> Given instruction: Your task is to output the listing word for word, with pictures excluded.

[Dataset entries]
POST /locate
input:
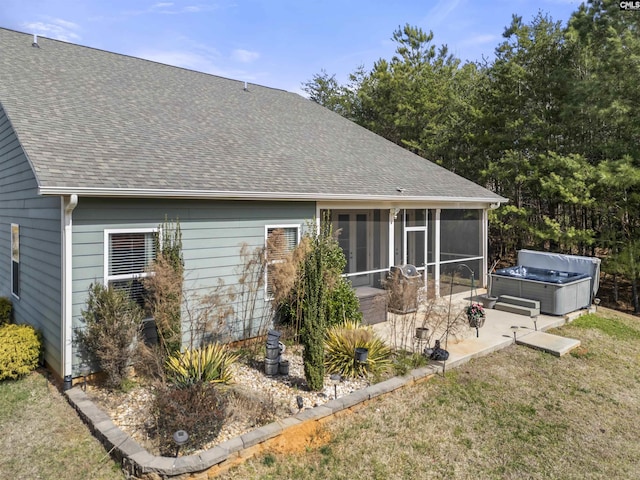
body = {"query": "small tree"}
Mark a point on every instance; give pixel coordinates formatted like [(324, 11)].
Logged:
[(314, 316), (164, 287), (112, 326)]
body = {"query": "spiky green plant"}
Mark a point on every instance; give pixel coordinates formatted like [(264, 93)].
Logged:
[(208, 364), (340, 344)]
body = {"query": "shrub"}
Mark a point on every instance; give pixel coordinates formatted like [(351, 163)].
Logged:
[(340, 344), (343, 304), (113, 324), (5, 310), (199, 409), (19, 351), (164, 290), (209, 364)]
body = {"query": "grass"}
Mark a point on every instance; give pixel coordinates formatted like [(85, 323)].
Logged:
[(518, 413), (42, 437)]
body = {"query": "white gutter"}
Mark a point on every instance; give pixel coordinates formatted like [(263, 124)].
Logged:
[(69, 204), (252, 195)]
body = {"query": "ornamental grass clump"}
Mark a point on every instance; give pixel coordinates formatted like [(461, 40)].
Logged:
[(19, 351), (209, 364), (341, 342)]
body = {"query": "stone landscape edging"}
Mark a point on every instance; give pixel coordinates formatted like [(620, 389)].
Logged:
[(137, 461)]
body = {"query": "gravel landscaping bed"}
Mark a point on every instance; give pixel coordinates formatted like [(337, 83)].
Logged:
[(131, 411)]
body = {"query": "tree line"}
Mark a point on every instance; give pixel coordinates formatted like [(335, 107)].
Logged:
[(551, 123)]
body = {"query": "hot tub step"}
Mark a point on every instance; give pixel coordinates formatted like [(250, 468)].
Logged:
[(519, 309), (522, 302)]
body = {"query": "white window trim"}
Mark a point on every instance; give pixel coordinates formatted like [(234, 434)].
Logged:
[(11, 261), (107, 233), (298, 228)]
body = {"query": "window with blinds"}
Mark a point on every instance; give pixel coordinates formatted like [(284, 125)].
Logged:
[(15, 260), (129, 255), (280, 241)]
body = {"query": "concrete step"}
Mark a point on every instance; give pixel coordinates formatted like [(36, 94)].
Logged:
[(520, 310), (522, 302), (553, 344)]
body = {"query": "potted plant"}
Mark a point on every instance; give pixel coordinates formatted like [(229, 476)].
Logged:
[(475, 315)]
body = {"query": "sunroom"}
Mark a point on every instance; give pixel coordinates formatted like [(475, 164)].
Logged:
[(446, 244)]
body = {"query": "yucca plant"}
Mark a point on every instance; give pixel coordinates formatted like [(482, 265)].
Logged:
[(209, 364), (340, 343)]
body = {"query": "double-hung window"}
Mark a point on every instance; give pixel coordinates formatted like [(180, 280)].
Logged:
[(128, 254), (280, 240)]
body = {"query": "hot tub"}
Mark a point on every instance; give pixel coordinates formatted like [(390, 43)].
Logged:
[(558, 292)]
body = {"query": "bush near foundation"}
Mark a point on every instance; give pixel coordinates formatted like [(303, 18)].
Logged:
[(199, 409), (5, 310), (19, 351)]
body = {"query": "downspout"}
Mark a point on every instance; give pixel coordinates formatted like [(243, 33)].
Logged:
[(67, 276)]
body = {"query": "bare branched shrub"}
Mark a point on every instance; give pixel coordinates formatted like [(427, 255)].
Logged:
[(442, 318), (259, 408), (164, 300), (200, 409), (112, 328), (285, 279), (208, 316), (256, 317)]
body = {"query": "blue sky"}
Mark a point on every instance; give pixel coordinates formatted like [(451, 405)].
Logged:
[(275, 43)]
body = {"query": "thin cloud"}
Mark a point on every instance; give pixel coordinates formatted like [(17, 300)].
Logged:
[(199, 63), (56, 28), (244, 56), (170, 8)]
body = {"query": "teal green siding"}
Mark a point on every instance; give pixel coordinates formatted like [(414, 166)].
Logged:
[(40, 245), (212, 235)]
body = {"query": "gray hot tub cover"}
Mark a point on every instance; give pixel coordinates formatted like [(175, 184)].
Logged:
[(564, 263)]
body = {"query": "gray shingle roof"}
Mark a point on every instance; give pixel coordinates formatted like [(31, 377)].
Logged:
[(90, 119)]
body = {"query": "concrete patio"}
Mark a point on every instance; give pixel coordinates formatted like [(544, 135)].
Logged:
[(496, 333)]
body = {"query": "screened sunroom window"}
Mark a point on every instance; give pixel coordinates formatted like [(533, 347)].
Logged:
[(280, 241), (129, 254)]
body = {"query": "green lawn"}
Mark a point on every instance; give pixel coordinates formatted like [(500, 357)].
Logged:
[(41, 437), (516, 414)]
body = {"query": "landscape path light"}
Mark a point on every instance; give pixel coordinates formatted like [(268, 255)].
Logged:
[(180, 437), (514, 329)]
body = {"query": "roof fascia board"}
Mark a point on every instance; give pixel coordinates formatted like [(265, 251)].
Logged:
[(219, 195)]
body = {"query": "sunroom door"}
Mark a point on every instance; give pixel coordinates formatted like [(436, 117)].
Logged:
[(355, 242)]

> Answer to the task:
POST /locate
input:
body = {"query": "small tree"}
Mark a point on every instance; give pixel coordinates formatted like [(324, 11)].
Logged:
[(314, 316), (164, 287), (112, 326)]
body = {"query": "spiky green plant"}
Mark a point on every instance; give pixel coordinates formatted like [(264, 93)].
Logged:
[(208, 364), (340, 344)]
body = {"query": "shrub"}
Mark a point on every instance; give pixel coordinates formatted like [(351, 163)].
Logged:
[(340, 344), (343, 304), (113, 324), (5, 310), (199, 409), (19, 351), (164, 290), (209, 364)]
body = {"query": "grass"}
Mark a point on every instance; give pixel coordinates formatted like [(85, 323)].
Logged:
[(518, 413), (42, 437)]
body = {"query": "white gutter"}
Mark a point on every instance; give pixel coordinates formatted like [(263, 124)].
Logged:
[(69, 204), (252, 195)]
body = {"query": "ornamental grass clump"}
Mark a point on every instance; give pixel coordinates formatted like [(461, 40)].
Logged:
[(19, 351), (209, 364), (341, 342)]
body = {"query": "stone landscape edging"}
Mark a point on every instance; give pixel coordinates formatted like [(620, 389)].
Logged:
[(137, 461)]
body = {"query": "gravel landscaping bed"}
Mark a point on every instance; give pixel coordinates formatted like [(337, 83)].
Logged:
[(131, 411)]
body = {"query": "tree line"}
Mark a point on every instance; give pixel coordinates formatted like [(335, 107)].
Logged:
[(551, 123)]
body = {"query": "hot tub step"}
Mark a point on every instance; give pixel coordinates formatted like [(250, 468)].
Logged:
[(519, 309), (522, 302)]
body = {"query": "white window trim"}
Mark a point on every instance; give pixel coordinates formatted like [(234, 434)].
Logged:
[(11, 261), (107, 233), (298, 228)]
body = {"query": "window with blinds"}
Mark a point on every instance; give pixel coordinates formatted like [(284, 125)].
Logged:
[(15, 260), (129, 255), (280, 241)]
body = {"query": "concrete step"}
Mark a point on every instance; give pixel coordinates formatted like [(36, 94)].
Logged:
[(520, 310), (522, 302), (553, 344)]
body = {"query": "potted plant"}
Mark a point on every instance; give pixel coordinates formatted like [(229, 476)].
Logged:
[(475, 315)]
body = {"query": "sunroom"}
Mark a point on every instance; give pixel coordinates formatted like [(475, 164)].
Logged:
[(446, 244)]
body = {"query": "yucca plant"}
Mark a point on every instance; give pixel coordinates formatted like [(482, 265)].
Logged:
[(209, 364), (340, 343)]
body = {"query": "double-hung window"}
Mark a point on every instance; give pixel coordinates formatted like [(180, 280)].
Logged:
[(128, 254), (280, 240)]
body = {"query": "hot tub"}
Mark a point on every instance; give pixel coordinates formatted like [(390, 43)].
Logged:
[(558, 292)]
body = {"query": "bush near foundation"}
Mark a point on every instance; give pixel coordinates formatted like [(303, 18)].
Logged:
[(199, 409), (5, 310), (19, 351)]
body = {"query": "downspout"}
Mark a point on every instance; give pixel coordinates formatted like [(243, 33)].
Logged:
[(67, 276)]
body = {"query": "bare branched shrub"}
Mark a point on every instance; give pixel coordinates formatted like [(427, 255)].
Logged:
[(442, 318), (259, 408), (164, 300), (200, 409), (112, 328), (285, 279), (208, 316), (256, 317)]
body = {"query": "blue sky"}
Mark a point on every instance; give pixel coordinates formatted like [(451, 405)].
Logged:
[(275, 43)]
body = {"query": "thin cloud"}
Mark a point on every instance; give pixel coordinates formatted like [(17, 300)].
Logged:
[(199, 63), (56, 28), (244, 56), (170, 8)]
body = {"query": "teal green siding"}
Mark a point on every instance; give pixel coordinates formatted like [(414, 166)].
Logged:
[(40, 245), (212, 235)]
body = {"query": "gray hot tub cover"}
Mark a point on every instance; give pixel coordinates formatted like [(175, 184)].
Logged:
[(564, 263)]
body = {"query": "gray shingle roof"}
Mark a point on every instance; give pixel coordinates formatted like [(31, 377)].
Logged:
[(90, 119)]
body = {"query": "concrete patio"}
Mark a point on every instance; give pixel coordinates formatted like [(544, 135)].
Logged:
[(496, 333)]
body = {"query": "screened sunroom window"}
Mark a point on every instance; give pixel coordinates formatted like [(533, 347)].
Logged:
[(280, 241), (129, 254)]
body = {"query": "green lawn"}
Mark a point on every instance; give pixel coordinates formatted like [(500, 357)].
Logged:
[(41, 437), (516, 414)]
body = {"query": "landscape path light"}
Mark a point on every instance; give pixel coordinates formatted like [(268, 255)].
Logged:
[(180, 437), (514, 329)]
body = {"query": "roof fascia board"}
Mark a point on every instance; give pixel coordinates formatted like [(265, 251)].
Logged:
[(219, 195)]
body = {"query": "sunroom door"}
Mark a point on every instance; give pixel coordinates formatted like [(436, 117)].
Logged:
[(355, 242)]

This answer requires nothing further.